*** The data Section Begins ***

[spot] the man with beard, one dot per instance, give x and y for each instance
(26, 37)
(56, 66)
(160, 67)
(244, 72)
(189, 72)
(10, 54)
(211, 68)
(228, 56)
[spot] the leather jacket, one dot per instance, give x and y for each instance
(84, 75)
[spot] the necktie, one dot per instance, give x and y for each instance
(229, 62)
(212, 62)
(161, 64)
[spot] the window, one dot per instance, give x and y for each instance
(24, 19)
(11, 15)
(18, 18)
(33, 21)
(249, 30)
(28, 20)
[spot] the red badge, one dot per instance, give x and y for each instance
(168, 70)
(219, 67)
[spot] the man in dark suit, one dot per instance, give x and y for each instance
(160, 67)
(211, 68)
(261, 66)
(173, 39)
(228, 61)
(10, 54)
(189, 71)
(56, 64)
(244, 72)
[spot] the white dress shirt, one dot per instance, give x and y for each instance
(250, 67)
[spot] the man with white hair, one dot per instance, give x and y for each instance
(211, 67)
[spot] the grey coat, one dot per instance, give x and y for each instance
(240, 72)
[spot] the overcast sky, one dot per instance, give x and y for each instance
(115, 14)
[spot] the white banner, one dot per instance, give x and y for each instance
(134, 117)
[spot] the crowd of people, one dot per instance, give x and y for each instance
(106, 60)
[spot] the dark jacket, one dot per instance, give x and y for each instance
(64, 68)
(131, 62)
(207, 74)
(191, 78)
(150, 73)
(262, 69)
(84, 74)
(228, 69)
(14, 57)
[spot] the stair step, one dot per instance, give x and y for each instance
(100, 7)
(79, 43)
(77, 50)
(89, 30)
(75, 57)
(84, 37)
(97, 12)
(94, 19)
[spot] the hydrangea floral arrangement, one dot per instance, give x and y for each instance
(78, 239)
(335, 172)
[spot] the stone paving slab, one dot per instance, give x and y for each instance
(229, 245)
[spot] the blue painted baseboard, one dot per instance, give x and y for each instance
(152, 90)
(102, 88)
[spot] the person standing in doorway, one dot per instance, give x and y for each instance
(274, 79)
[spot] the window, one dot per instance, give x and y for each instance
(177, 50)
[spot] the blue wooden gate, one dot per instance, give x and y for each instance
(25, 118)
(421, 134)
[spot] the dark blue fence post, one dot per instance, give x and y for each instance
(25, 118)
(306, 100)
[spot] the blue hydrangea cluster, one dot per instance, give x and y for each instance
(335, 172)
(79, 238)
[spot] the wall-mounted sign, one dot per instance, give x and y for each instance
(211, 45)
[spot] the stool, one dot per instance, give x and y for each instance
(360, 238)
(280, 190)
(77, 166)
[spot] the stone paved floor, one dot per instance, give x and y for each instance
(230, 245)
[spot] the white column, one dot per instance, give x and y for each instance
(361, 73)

*** The data Section Ends ***

Exercise description: Your answer must be the line containing "[spot] the dark jacket, one" through the last line above, copied exactly, with nothing added.

Output below:
[spot] the dark jacket, one dot per instance, give x and y for each instance
(64, 68)
(131, 62)
(207, 74)
(191, 78)
(150, 73)
(262, 69)
(84, 74)
(228, 69)
(14, 57)
[spot] the stair step, one dot per instance, give x and y for each instance
(100, 7)
(79, 43)
(77, 50)
(89, 30)
(75, 57)
(84, 37)
(97, 12)
(94, 19)
[spot] the hydrangea floral arrangement, one dot per instance, give x and y for each instance
(78, 239)
(335, 172)
[spot] the stone paving slab, one dot per instance, give x and y for each instance
(229, 245)
[spot] the blue painted baseboard, one dot per instance, give x and y for each instance
(152, 90)
(102, 88)
[spot] the person standing in doorway, one dot per instance, give x and y for each instance
(274, 79)
[spot] the window, one dot per instance, give x and y for each instance
(177, 50)
[spot] the blue wooden gate, one dot per instance, give x and y for each instance
(25, 118)
(421, 134)
[spot] the dark blue fence post, one dot per instance, give x and y for each instance
(25, 118)
(306, 100)
[spot] the blue hydrangea cluster, one dot per instance, give x and y for each instance
(335, 172)
(79, 238)
[spot] the wall-mounted sign, one dot per instance, give x and y for each instance
(211, 45)
[spot] the stool, one dot per instance, give x and y for each instance
(360, 238)
(280, 190)
(77, 166)
[spot] the stone paved floor, one dot per instance, give x and y for each instance
(230, 245)
[spot] the white column, one dot per instance, give x and y for each instance
(361, 73)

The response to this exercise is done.